— BEGIN DATASET —

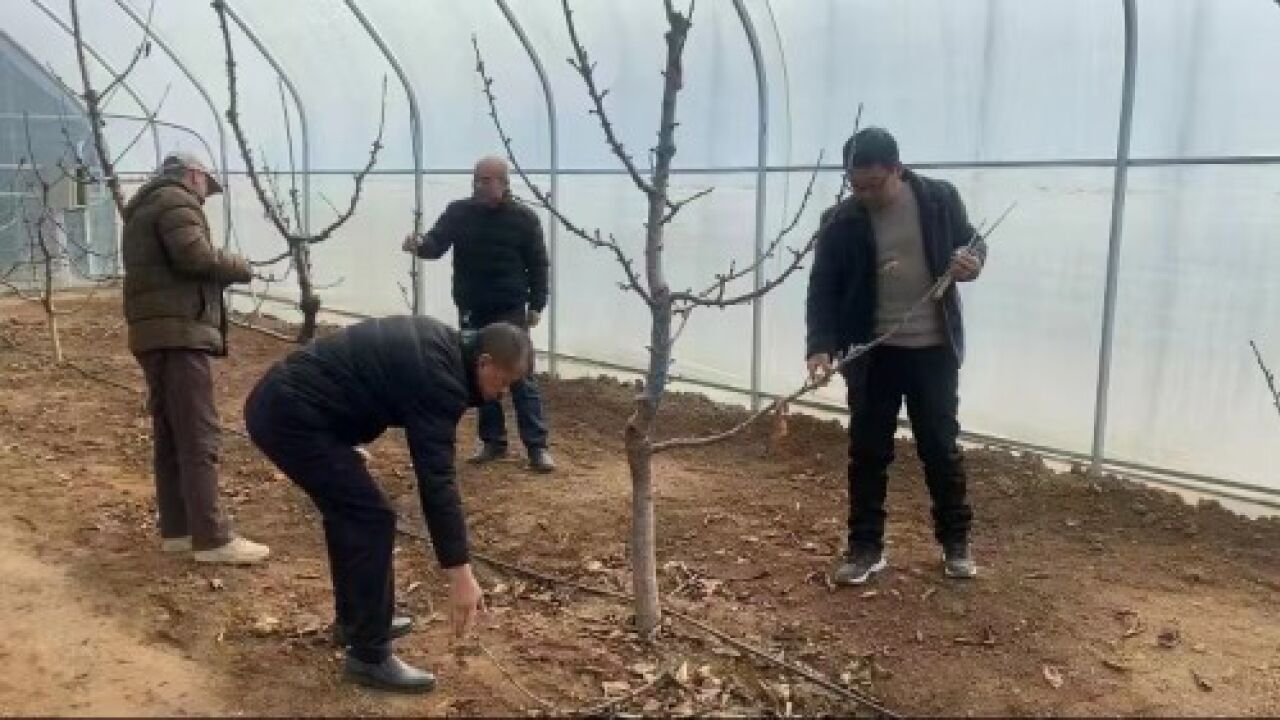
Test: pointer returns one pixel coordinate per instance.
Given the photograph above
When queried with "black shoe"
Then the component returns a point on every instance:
(859, 566)
(540, 460)
(488, 452)
(958, 563)
(392, 674)
(401, 627)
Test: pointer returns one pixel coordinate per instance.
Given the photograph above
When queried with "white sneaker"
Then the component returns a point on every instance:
(237, 551)
(176, 545)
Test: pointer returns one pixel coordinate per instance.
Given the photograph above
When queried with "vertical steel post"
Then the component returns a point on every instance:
(1118, 203)
(213, 108)
(297, 101)
(762, 150)
(553, 224)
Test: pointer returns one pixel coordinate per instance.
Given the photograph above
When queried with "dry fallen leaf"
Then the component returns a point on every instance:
(1116, 665)
(1201, 682)
(681, 673)
(615, 687)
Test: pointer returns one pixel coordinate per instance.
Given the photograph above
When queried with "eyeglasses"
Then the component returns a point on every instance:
(868, 186)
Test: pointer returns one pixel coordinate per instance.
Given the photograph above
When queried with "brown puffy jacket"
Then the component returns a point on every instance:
(173, 274)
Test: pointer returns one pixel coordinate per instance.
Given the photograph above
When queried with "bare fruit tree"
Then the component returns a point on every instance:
(94, 103)
(287, 217)
(670, 309)
(46, 191)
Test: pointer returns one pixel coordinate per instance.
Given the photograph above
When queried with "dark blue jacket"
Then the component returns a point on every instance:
(499, 258)
(841, 305)
(414, 373)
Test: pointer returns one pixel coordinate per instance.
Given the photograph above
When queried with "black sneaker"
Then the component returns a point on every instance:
(859, 566)
(488, 452)
(392, 674)
(958, 563)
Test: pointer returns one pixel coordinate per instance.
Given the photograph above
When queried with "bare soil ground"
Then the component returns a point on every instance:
(1097, 597)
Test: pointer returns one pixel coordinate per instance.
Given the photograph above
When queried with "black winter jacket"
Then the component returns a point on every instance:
(499, 258)
(841, 301)
(408, 372)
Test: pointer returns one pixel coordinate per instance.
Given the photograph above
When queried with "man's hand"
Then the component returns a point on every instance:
(965, 265)
(819, 367)
(466, 600)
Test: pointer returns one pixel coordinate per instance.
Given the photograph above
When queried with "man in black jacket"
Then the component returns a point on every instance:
(499, 274)
(880, 253)
(311, 410)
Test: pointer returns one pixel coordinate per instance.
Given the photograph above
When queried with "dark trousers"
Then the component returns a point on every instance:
(525, 396)
(928, 378)
(359, 520)
(186, 442)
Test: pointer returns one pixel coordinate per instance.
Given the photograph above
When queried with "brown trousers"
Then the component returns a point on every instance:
(186, 438)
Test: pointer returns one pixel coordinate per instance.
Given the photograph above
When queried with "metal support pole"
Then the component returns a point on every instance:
(213, 108)
(1118, 201)
(297, 101)
(553, 224)
(97, 58)
(762, 137)
(415, 123)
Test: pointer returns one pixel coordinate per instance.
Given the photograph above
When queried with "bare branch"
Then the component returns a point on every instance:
(1267, 374)
(586, 71)
(95, 113)
(142, 51)
(145, 126)
(293, 165)
(594, 240)
(273, 260)
(233, 118)
(978, 237)
(714, 294)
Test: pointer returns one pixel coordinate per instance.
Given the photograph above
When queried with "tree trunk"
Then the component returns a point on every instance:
(309, 302)
(644, 557)
(48, 301)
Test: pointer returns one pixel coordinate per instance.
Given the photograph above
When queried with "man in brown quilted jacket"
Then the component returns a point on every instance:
(174, 278)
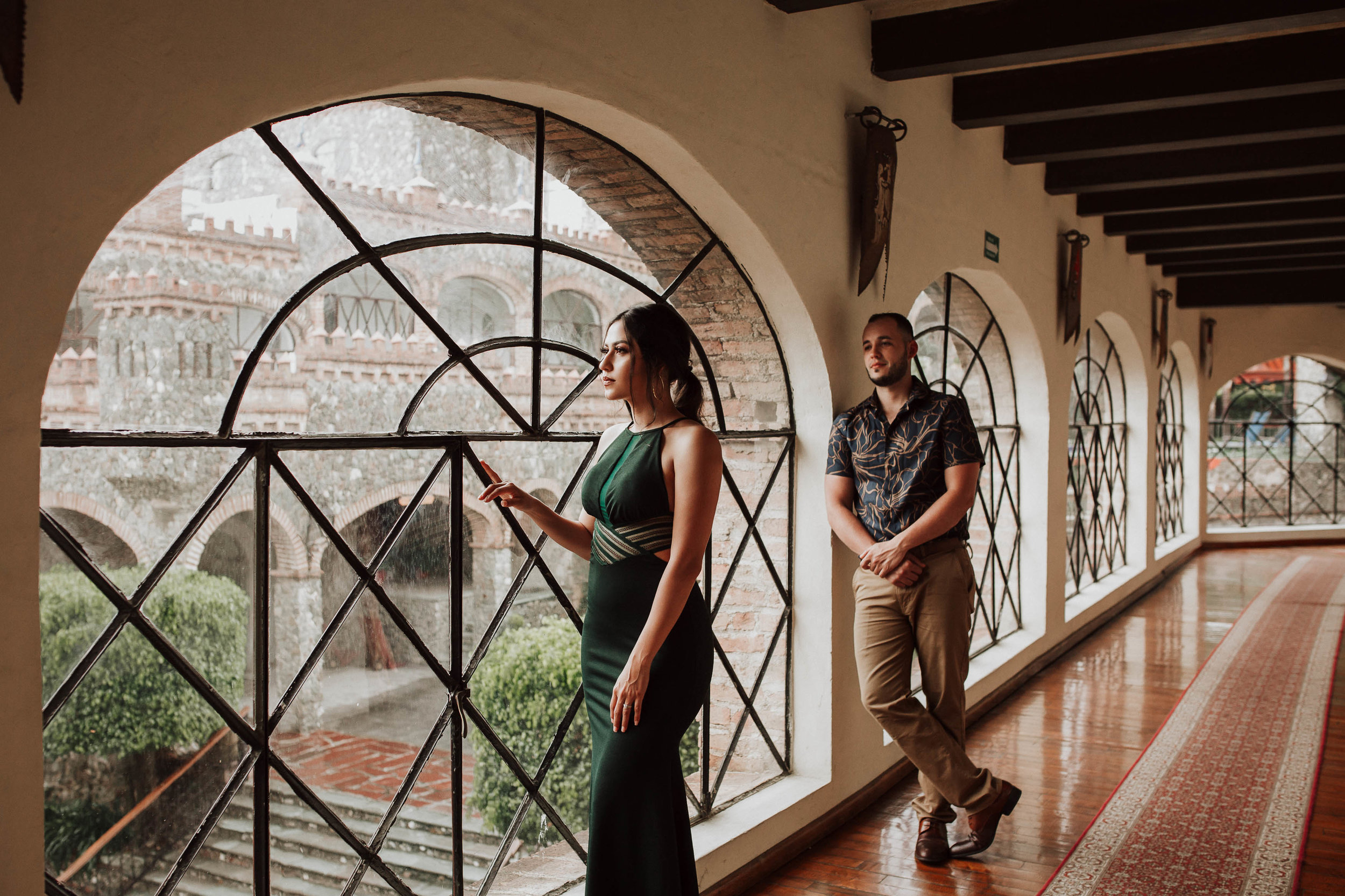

— END DATASET —

EXERCISE DESCRIPTION => Pull out every line above that contains the word "brown" and copy it. Case counts.

PROBLEM SOLUTION =>
When queried with "brown puffy jacket"
When queried with "brown trousers"
When queried with "man in brown quilted jacket"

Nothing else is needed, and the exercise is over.